• _SELECTED EXCERPT_:
....

Reasons & Remarks – The Games Return

In 1957, the need for adaptive competition in something other than wheelchair basketball had become a stark reality. So, the Bulova School of Watchmaking and Paralyzed Veterans of America (PVA) sponsored the first National Wheelchair Games that year at Adelphi University in Garden City, N.Y. The Games basically ran from 1957 to 1995.

Now, they’re returning next year thanks to Move United, which was first known as the National Wheelchair Athletic Association, and have been renamed the Move United Nationals. I’m truly excited to see the event’s return, and I know late SPORTS ’N SPOKES (S’NS) founding editor Cliff Crase would be ecstatic if he were with us to witness this rebirth of a historic athletic event.

In 1966, something truly special became part of the Games, and it’s something I hope will become a part of the new event as it moves forward. Rather than trying to articulate the significance of what I’m referring to, I’ll let Cliff, with a little help from Newsweek magazine, tell you in the following excerpt from an article he wrote in the 1995 May/June issue of S’NS simply called, Athlete Of The Year Award.

....

Collected data entries
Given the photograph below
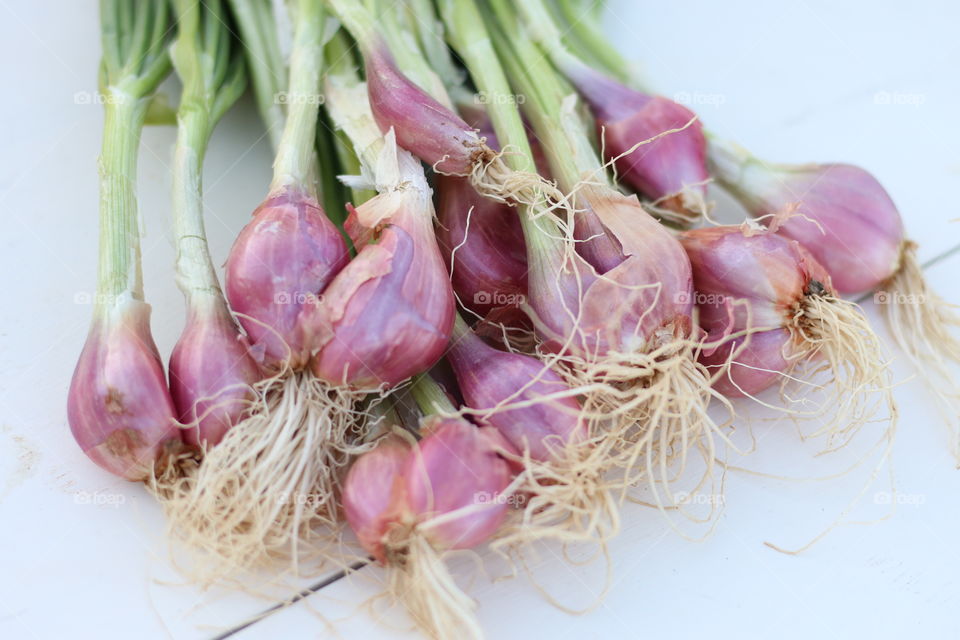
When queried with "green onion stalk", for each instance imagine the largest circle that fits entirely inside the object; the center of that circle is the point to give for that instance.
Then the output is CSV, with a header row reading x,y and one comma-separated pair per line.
x,y
266,492
119,407
258,33
424,123
212,372
841,214
656,144
633,342
571,500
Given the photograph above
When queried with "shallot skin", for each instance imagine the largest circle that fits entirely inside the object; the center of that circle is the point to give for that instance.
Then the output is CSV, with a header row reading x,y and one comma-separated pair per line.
x,y
423,126
211,374
770,274
844,217
119,409
393,488
488,377
456,467
488,258
278,267
389,314
373,493
638,304
663,169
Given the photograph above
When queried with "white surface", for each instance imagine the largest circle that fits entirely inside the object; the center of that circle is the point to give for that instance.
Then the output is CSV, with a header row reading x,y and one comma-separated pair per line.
x,y
793,81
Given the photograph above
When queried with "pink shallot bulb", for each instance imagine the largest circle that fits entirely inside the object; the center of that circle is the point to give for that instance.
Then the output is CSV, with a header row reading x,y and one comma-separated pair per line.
x,y
424,126
374,493
211,372
841,213
637,305
279,265
119,408
772,275
489,378
457,467
394,488
388,314
483,240
671,170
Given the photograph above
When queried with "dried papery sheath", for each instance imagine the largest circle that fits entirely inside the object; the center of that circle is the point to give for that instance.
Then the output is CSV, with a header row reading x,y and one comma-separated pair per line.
x,y
538,414
861,219
848,221
259,37
118,406
772,294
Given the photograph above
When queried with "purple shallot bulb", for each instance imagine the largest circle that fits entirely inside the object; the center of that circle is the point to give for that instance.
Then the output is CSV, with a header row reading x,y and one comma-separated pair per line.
x,y
211,373
278,267
119,407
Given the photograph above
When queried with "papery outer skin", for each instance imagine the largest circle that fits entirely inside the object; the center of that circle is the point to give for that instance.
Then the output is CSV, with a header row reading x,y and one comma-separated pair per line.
x,y
389,313
423,126
211,372
862,232
488,377
374,493
645,300
490,267
119,407
276,271
457,466
771,274
662,169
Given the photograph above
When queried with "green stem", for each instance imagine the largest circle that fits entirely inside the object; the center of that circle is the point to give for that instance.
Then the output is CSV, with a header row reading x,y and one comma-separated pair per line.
x,y
430,397
563,136
469,35
358,21
583,28
430,33
119,268
196,274
295,164
406,52
265,63
213,79
471,40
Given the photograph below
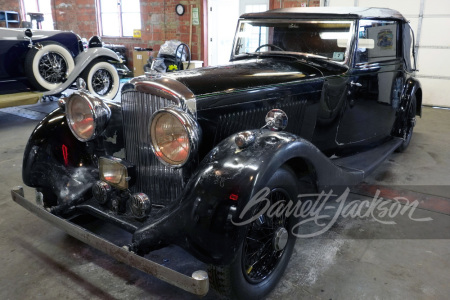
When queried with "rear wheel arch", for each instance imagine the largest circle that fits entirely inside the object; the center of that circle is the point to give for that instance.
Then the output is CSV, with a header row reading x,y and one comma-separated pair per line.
x,y
419,102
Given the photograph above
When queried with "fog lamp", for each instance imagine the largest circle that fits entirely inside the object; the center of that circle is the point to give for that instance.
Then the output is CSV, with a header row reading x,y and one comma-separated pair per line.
x,y
87,116
175,136
141,205
101,191
116,171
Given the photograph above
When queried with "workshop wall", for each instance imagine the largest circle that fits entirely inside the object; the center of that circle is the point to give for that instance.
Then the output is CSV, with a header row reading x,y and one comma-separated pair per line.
x,y
11,5
159,23
274,4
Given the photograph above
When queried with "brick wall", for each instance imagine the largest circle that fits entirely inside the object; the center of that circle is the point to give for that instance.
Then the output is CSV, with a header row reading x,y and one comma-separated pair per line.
x,y
158,18
10,5
13,5
159,21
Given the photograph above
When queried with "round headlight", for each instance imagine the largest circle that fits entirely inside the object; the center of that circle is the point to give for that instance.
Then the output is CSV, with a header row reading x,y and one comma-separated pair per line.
x,y
174,136
86,116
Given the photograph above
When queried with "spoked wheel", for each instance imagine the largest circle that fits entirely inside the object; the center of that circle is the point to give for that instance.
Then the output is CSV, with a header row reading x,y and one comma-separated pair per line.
x,y
266,248
102,79
48,66
53,67
408,125
265,243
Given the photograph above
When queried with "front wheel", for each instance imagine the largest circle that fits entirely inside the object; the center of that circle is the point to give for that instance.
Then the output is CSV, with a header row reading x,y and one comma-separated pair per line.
x,y
102,79
265,250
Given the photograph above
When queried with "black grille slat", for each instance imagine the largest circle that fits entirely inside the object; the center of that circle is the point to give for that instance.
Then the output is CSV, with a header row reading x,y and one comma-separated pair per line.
x,y
254,118
161,183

....

• _ASSIGNED TASK 1_: Rewrite the part of the wheelchair games column between "In 1957, the" and "historic athletic event.", inclusive, swapping "stark" for "harsh".
• _ASSIGNED TASK 2_: Pick up the column on the return of the National Wheelchair Games where it stops, and continue it.

• _FINAL ANSWER 1_:
In 1957, the need for adaptive competition in something other than wheelchair basketball had become a harsh reality. So, the Bulova School of Watchmaking and Paralyzed Veterans of America (PVA) sponsored the first National Wheelchair Games that year at Adelphi University in Garden City, N.Y. The Games basically ran from 1957 to 1995.

Now, they’re returning next year thanks to Move United, which was first known as the National Wheelchair Athletic Association, and have been renamed the Move United Nationals. I’m truly excited to see the event’s return, and I know late SPORTS ’N SPOKES (S’NS) founding editor Cliff Crase would be ecstatic if he were with us to witness this rebirth of a historic athletic event.

• _FINAL ANSWER 2_:
“The Paralyzed Veterans of America’s (PVA) Jack Gerhardt Athlete of the Year Award was created in 1966 for the National Wheelchair Athletic Association (now Wheelchair Sports, U.S.A.). The award is named in honor of Gerhardt, a native New Jersey and World War II paraplegic who played on one of the first wheelchair basketball teams from Halloran VA [Department of Veterans Affairs] Hospital in Staten Island, N.Y.

“Jack was featured on the cover of Newsweek magazine on March 22, 1948, attired in a PVA uniform and sitting in a basketball wheelchair. The title on the cover read, Paraplegics: The Conquest of Unconquerable Odds. The following is a quote from the Newsweek feature article:

   ‘Through the smoke and glare of Madison Square Garden, the basketball court had the stark quality of a George Bellows lithograph. ‘Ten husky young men in slender metal wheelchairs were lined up for the       referee’s whistle. As the two centers pushed themselves forward, the battle began. Chairs whirled the length of the court. The ball was passed, dropped, and clutched again.

   ‘A wiry, dark-haired boy with a broad grin lifted his powerful arms for a neat shot into the basket. The audience of 15,561 sports fans roared. ‘This Garden game on the night of March 10 [1948] was speedy,         big-league basketball, with no quarter asked and none given. The one difference lay in the substitution of free wheeling for fast footwork.

  The contestants were veterans of the Second World War whose battle wounds had left them paralyzed from the waist down.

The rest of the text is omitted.